### EXTRAIT CHOISI:
Procurer des revenus supplémentaires

La Mise en défens possède un potentiel économique énorme, permettant de lutter contre la pauvreté et de rendre les producteurs autonomes, estime le forestier Robert Doulkom. Lamoussa Zoundi, Boureima Nassa, Rasmané Ouédraogo ... assurent, tous, tirer leur épingle du jeu, grâce aux activités menées au sein des propriétés mises en défens. « Avec les activités que je mène ici, j'arrive à avoir des revenus pour m'occuper de ma femme et de mes enfants, les nourrir, les habiller, les soigner en cas de maladies, payer les frais de scolarité de mes enfants », affirme Rasmané Ouédraogo.

Dans la région du Plateau Central, la MED renforce la biodiversité, fournit des ressources alimentaires alternatives et offre des sources de revenus additionnels aux producteurs. « La forêt et la terre étant une ressource naturelle, nous voulons que les familles paysannes puissent gérer cette richesse de façon durable, en maintenant les écosystèmes, à les régénérer, mais aussi à vivre grâce aux fruits, de sorte à changer leurs conditions de vie », insiste le chargé de programmes de Tiipaalga, Serge Zoubga.

### CONSIGNE:
Recopiez le passage de l'extrait sur la mise en défens, de « Procurer des revenus » à « affirme Rasmané Ouédraogo. ». Les enregistrements constituent un matériau distinct de l'extrait.

### EXTRAITS DE DONNÉES:
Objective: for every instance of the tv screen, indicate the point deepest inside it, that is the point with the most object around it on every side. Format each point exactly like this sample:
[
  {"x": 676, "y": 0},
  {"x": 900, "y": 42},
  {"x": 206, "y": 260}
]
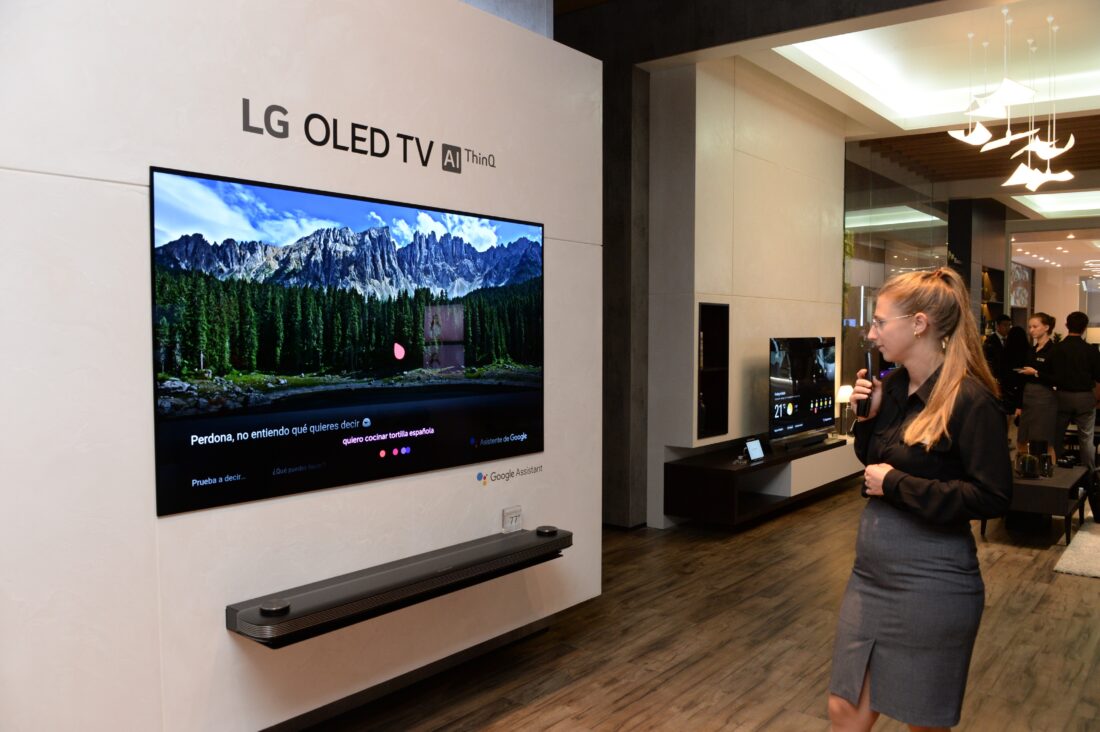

### RÉSULTAT ATTENDU:
Procurer des revenus supplémentaires

La Mise en défens possède un potentiel économique énorme, permettant de lutter contre la pauvreté et de rendre les producteurs autonomes, estime le forestier Robert Doulkom. Lamoussa Zoundi, Boureima Nassa, Rasmané Ouédraogo ... assurent, tous, tirer leur épingle du jeu, grâce aux activités menées au sein des propriétés mises en défens. « Avec les activités que je mène ici, j'arrive à avoir des revenus pour m'occuper de ma femme et de mes enfants, les nourrir, les habiller, les soigner en cas de maladies, payer les frais de scolarité de mes enfants », affirme Rasmané Ouédraogo.